▶ **PASAJE PROPORCIONADO**

----------------

A la
edad de ocho años solía sentarme en la mesa del comedor y observar con
admiración, en silencio y sin tocar, pues esa era la regla, como mi abuela le
daba vida a los mejores platos de comida. Recetas que sólo estaban en su
cabeza, pero luego de años de tan sólo mirar, las aprendí de memoria, el gran
problema es que no heredé su arte culinario o su entusiasmo por cocinar.
La
torta de chocolate era mi favorita, cada diciembre esperaba con ansias el
momento de su elaboración. La mejor parte eran cuando por fin podía tener las
sobras del arequipe y pudín, para luego untarlas al bizcocho, aquél que mi
abuela nunca confesó cocinar especialmente para sus nietos, pues ella no era
una consentidora.
Todos
en la familia tenían sus preferencias, no sólo yo, y mi abuela en su estilo muy
aguerrido trataba de complacer todos los gustos, pero es que hasta el café
preparado por ella tenía un sabor único.

----------------

▶ **QUÉ TRABAJAR**
1/ Responde estas preguntas sobre el relato de la cocina de la abuela:
(a) ¿Qué edad tenía quien narra cuando observaba a su abuela cocinar?
(b) ¿Cuál era la torta favorita de quien narra?
(c) ¿Qué bebida preparada por la abuela tenía un sabor único?
2/ Escribe lo que sigue al relato de la cocina de la abuela, empezando después de su última oración.
Los registros no intervienen en esto.

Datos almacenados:
----------------

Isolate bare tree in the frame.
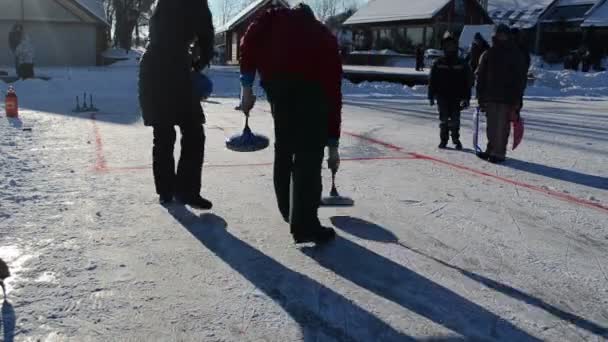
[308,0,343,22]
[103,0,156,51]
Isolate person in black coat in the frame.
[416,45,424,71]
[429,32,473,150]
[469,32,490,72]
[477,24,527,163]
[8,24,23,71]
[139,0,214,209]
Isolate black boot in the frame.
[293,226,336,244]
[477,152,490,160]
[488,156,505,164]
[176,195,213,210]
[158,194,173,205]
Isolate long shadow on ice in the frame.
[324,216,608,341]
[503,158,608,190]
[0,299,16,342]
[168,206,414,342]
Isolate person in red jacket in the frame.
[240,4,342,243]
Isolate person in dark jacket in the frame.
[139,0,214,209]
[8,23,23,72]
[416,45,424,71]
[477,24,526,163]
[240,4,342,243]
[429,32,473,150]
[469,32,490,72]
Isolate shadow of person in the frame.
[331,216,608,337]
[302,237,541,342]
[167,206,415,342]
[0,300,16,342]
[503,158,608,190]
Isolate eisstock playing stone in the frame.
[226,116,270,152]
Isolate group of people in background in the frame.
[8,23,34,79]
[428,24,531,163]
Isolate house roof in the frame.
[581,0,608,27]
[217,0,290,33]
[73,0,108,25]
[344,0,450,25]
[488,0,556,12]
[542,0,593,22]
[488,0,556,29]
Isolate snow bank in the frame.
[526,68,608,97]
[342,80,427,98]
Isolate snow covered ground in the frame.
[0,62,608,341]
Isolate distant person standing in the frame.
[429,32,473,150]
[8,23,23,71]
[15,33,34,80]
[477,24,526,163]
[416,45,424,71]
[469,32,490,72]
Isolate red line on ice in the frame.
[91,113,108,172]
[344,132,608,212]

----------------

▶ **RESPUESTAS**
1/
(a) Ocho años.
(b) La torta de chocolate.
(c) El café.

2/
El
pasado mes de diciembre tuve la oportunidad de celebrar el año nuevo con un
pedacito de mi familia, y gracias a mi talentosa prima, quién sí heredó el arte
culinario de mi abuela, puede probar nuevamente la mágica torta de chocolate,
su sabor me llenó de melancolía, era como estar de regreso en casa.
Dicen
por allí que el hogar no es un lugar, sino donde el corazón se encuentre. En
los cinco años que llevo lejos de la tierra que me vio crecer, la pregunta
constante entre mis conocidos y amigos es acerca de lo que más extraño. La
comida? EL trabajo? La cultura? Las fiestas o el compartir?
Mi respuesta
es siempre la misma, aquello que más extraño es a mi gente, pues los sabores,
aromas, memorias, y mi corazón estarán por siempre dondequiera que ellos se
encuentren.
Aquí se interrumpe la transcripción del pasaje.